TO BE DONE: Reproduce the records below line for line without changing anything, but leave out the pictures.

INPUT DATA:
○ ○ ○ ○ ○

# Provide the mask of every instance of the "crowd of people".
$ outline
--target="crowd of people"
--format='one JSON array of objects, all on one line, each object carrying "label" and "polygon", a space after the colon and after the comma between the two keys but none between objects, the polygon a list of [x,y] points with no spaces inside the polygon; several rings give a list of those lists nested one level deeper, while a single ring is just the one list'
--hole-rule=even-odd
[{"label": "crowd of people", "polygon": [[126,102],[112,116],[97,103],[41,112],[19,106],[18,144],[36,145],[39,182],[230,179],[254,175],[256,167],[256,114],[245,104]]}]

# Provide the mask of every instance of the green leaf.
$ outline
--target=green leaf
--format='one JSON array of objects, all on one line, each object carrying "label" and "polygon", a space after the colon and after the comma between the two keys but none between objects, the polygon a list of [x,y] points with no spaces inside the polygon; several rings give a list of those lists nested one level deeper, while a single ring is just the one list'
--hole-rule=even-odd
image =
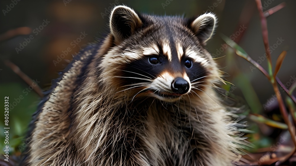
[{"label": "green leaf", "polygon": [[279,56],[277,59],[276,60],[276,69],[274,70],[274,77],[276,77],[276,74],[277,74],[278,72],[279,72],[279,69],[281,68],[281,64],[283,63],[283,61],[284,61],[284,59],[285,58],[285,57],[286,56],[286,54],[287,54],[287,51],[283,51],[281,53],[281,54],[280,54]]},{"label": "green leaf", "polygon": [[281,129],[288,129],[288,126],[286,124],[270,119],[261,115],[250,114],[249,116],[250,119],[257,122],[264,123],[269,126]]},{"label": "green leaf", "polygon": [[247,59],[249,55],[242,48],[225,35],[221,34],[221,35],[222,39],[226,44],[236,50],[236,53],[237,54],[245,59]]}]

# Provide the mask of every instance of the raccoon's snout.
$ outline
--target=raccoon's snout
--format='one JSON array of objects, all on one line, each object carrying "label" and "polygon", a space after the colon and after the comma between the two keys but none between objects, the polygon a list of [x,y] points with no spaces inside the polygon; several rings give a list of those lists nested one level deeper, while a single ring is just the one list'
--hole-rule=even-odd
[{"label": "raccoon's snout", "polygon": [[189,90],[189,83],[183,78],[178,77],[175,79],[171,85],[174,93],[185,94]]}]

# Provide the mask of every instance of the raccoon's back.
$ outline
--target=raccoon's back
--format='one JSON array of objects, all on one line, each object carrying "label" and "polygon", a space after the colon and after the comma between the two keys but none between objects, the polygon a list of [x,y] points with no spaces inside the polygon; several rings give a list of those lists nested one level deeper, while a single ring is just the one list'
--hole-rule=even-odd
[{"label": "raccoon's back", "polygon": [[[68,149],[67,147],[71,147],[68,146],[71,142],[66,138],[70,132],[72,103],[89,72],[88,67],[100,47],[99,43],[91,44],[81,51],[59,74],[59,77],[53,80],[50,89],[44,92],[45,97],[29,125],[28,139],[30,143],[21,165],[40,165],[46,159],[40,157],[41,154],[52,156],[52,162],[57,165],[62,164],[59,163],[59,158],[71,157],[69,151],[73,149]],[[55,150],[50,151],[53,146],[56,147]]]}]

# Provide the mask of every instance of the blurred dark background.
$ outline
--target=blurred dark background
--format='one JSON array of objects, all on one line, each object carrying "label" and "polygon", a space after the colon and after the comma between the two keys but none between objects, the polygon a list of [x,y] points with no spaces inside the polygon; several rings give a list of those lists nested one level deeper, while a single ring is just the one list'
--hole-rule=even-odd
[{"label": "blurred dark background", "polygon": [[[13,4],[16,2],[16,4]],[[295,78],[296,74],[296,1],[263,0],[261,2],[263,11],[285,3],[284,8],[268,17],[267,22],[269,44],[273,47],[271,49],[274,69],[281,53],[287,51],[278,75],[289,88],[295,81],[295,78]],[[9,60],[15,64],[38,85],[46,89],[50,86],[51,80],[58,77],[58,72],[68,63],[64,59],[71,60],[72,54],[75,55],[88,43],[93,42],[95,37],[100,38],[108,33],[110,11],[114,6],[122,4],[139,12],[159,15],[192,17],[206,12],[215,14],[219,22],[216,35],[206,47],[214,57],[222,57],[216,60],[221,70],[227,73],[226,75],[230,76],[226,78],[235,85],[226,89],[244,98],[251,112],[264,114],[266,113],[266,110],[271,109],[264,108],[263,105],[270,101],[274,94],[271,84],[258,69],[235,55],[229,47],[226,46],[220,37],[222,33],[234,40],[267,69],[267,61],[264,56],[265,51],[255,1],[1,0],[0,99],[4,100],[4,96],[9,96],[10,102],[17,103],[11,106],[9,112],[10,136],[12,137],[9,144],[15,148],[10,149],[12,152],[17,153],[22,150],[21,146],[20,148],[18,146],[25,144],[22,139],[40,97],[5,65],[5,61]],[[82,34],[85,37],[81,36]],[[64,57],[61,57],[62,54],[65,55]],[[23,97],[20,97],[20,95]],[[2,110],[4,102],[0,102]],[[4,136],[3,114],[0,115],[1,140]],[[260,144],[263,147],[268,146],[271,141]],[[0,142],[1,148],[3,142]],[[3,151],[1,152],[2,153]]]}]

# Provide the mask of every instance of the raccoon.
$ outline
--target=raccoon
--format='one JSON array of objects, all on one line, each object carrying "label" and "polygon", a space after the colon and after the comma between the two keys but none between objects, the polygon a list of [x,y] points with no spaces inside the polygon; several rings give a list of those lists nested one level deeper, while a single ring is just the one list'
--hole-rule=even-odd
[{"label": "raccoon", "polygon": [[117,6],[34,115],[27,165],[229,166],[244,139],[205,48],[217,19]]}]

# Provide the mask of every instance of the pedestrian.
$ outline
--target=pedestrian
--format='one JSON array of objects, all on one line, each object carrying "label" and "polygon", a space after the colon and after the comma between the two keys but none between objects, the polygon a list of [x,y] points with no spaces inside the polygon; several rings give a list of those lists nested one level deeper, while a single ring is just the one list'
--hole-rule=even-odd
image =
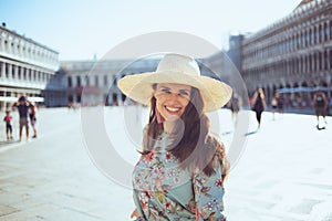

○ ○ ○ ○ ○

EXPECTED ANSWER:
# Provide the mask of every instance of the "crowd of people".
$ outline
--target="crowd of people"
--format='one JSON array of objects, all on one line, each object carrying "label" and "polygon", a space after the colon and after the comma between the two keys but none between objects, the polygon a list of [x,y] points with no spaces inside the polygon; several rings give a list of those lists nested one level deeper, while a single ring is just the one list'
--hole-rule=even-odd
[{"label": "crowd of people", "polygon": [[126,102],[112,116],[97,103],[41,112],[19,106],[18,144],[36,145],[39,182],[230,179],[254,175],[256,167],[256,114],[245,104]]}]

# Provide the mask of every instance of the green leaf.
$ outline
--target=green leaf
--format='one JSON array of objects, all on one line, each object carrying "label" and "polygon", a space after the colon and after the comma between the two keys but none between objects, the polygon a list of [x,y] points with no spaces inside the polygon; several rings give a list of those lists nested one level deeper, while a single ring is just the one list'
--hole-rule=even-odd
image =
[{"label": "green leaf", "polygon": [[279,56],[277,59],[276,60],[276,69],[274,70],[274,77],[276,77],[276,74],[277,74],[278,72],[279,72],[279,69],[281,68],[281,64],[283,63],[283,61],[284,61],[284,59],[285,58],[285,57],[286,56],[286,54],[287,54],[287,51],[283,51],[281,53],[281,54],[280,54]]},{"label": "green leaf", "polygon": [[281,129],[288,129],[288,126],[286,124],[270,119],[261,115],[250,114],[249,116],[250,119],[257,122],[264,123],[269,126]]},{"label": "green leaf", "polygon": [[247,59],[249,55],[242,48],[225,35],[221,34],[221,35],[222,39],[226,44],[236,50],[236,53],[237,54],[245,59]]}]

# Provide the mask of every instance of the raccoon's snout.
$ outline
--target=raccoon's snout
--format='one JSON array of objects, all on one line, each object carrying "label" and "polygon", a space after the colon and after the comma between the two keys but none between objects, the polygon a list of [x,y] points with no spaces inside the polygon; several rings give a list of those lists nested one level deeper, while a single ring is just the one list'
--hole-rule=even-odd
[{"label": "raccoon's snout", "polygon": [[189,90],[189,83],[183,78],[178,77],[175,79],[171,85],[174,93],[185,94]]}]

# Provide the mask of every instance of the raccoon's back.
$ outline
--target=raccoon's back
--format='one JSON array of objects, all on one line, each object carrying "label" and "polygon", a space after the colon and after the comma between the two keys but none between objects, the polygon a list of [x,y] points with no spaces inside the polygon; several rings give a list of those lists nested one level deeper, while a single ring is just the one list'
--hole-rule=even-odd
[{"label": "raccoon's back", "polygon": [[[68,149],[67,147],[71,147],[68,146],[71,142],[66,138],[70,132],[72,103],[89,72],[88,67],[100,47],[99,43],[91,44],[81,51],[59,74],[59,77],[53,80],[50,89],[44,92],[45,97],[29,125],[28,139],[30,143],[21,165],[40,165],[46,159],[40,157],[41,154],[52,156],[52,162],[57,165],[62,164],[59,163],[59,158],[71,157],[69,151],[73,149]],[[55,150],[50,151],[53,146],[56,147]]]}]

# Provide the mask of every instance of the blurred dark background.
$ outline
--target=blurred dark background
--format='one JSON array of objects, all on one line, each object carrying "label" and "polygon", a space after the colon and after the comma between the two keys but none between objects, the polygon a list of [x,y] points with no spaces inside the polygon; several rings give a list of those lists nested one level deeper, while a single ring is just the one list'
--hole-rule=even-odd
[{"label": "blurred dark background", "polygon": [[[13,4],[16,2],[16,4]],[[295,78],[296,74],[296,1],[263,0],[261,2],[263,11],[285,3],[284,8],[268,17],[267,22],[269,44],[273,47],[271,49],[274,69],[281,53],[287,51],[278,75],[289,88],[295,81],[295,78]],[[9,60],[15,64],[38,85],[46,89],[50,86],[51,80],[58,77],[58,72],[68,63],[64,59],[71,60],[72,54],[75,55],[88,43],[93,42],[95,37],[100,38],[108,33],[110,11],[114,6],[122,4],[139,12],[159,15],[192,17],[206,12],[215,14],[219,22],[216,35],[206,47],[214,57],[222,57],[216,60],[221,70],[227,73],[226,75],[230,76],[226,78],[235,85],[226,89],[244,98],[251,112],[264,114],[266,113],[266,110],[271,109],[264,108],[263,105],[270,101],[274,94],[271,84],[258,69],[235,55],[229,47],[226,46],[220,37],[222,33],[234,40],[267,69],[267,61],[264,56],[265,51],[255,1],[1,0],[0,99],[4,100],[4,96],[9,96],[10,102],[17,103],[11,106],[9,112],[10,136],[12,137],[9,144],[15,148],[10,149],[12,152],[17,153],[22,150],[21,146],[20,148],[18,146],[25,144],[22,139],[40,97],[5,65],[5,61]],[[82,34],[85,37],[81,36]],[[64,57],[61,57],[62,54],[65,55]],[[23,97],[20,97],[20,95]],[[2,110],[4,102],[0,102]],[[4,136],[3,114],[0,115],[1,140]],[[260,144],[263,147],[268,146],[271,141]],[[0,142],[1,148],[3,142]],[[3,151],[1,152],[2,153]]]}]

# Provide the mask of every instance of the raccoon.
$ outline
--target=raccoon
--format='one JSON array of objects, all on one line, each object carrying "label" and "polygon", a space after the colon and after the comma between the two keys but none between objects, the polygon a list of [x,y] points with no spaces inside the polygon; several rings give a list of those lists nested one level deeper, while a single ring is just the one list'
--hole-rule=even-odd
[{"label": "raccoon", "polygon": [[117,6],[34,115],[27,165],[229,166],[244,139],[205,48],[217,19]]}]

# Provide the mask of every instance of the pedestrian.
$ outline
--target=pedestrian
--format='one JSON array of objects, all on one line, each object carrying "label" and "polygon", a space after the colon and after the comma between the two keys but none between objects, the polygon a list of [x,y] points with no spaces inside the polygon; several rings give a list of those lists nested one level deeper, while a single ring is just the one list'
--hole-rule=even-odd
image =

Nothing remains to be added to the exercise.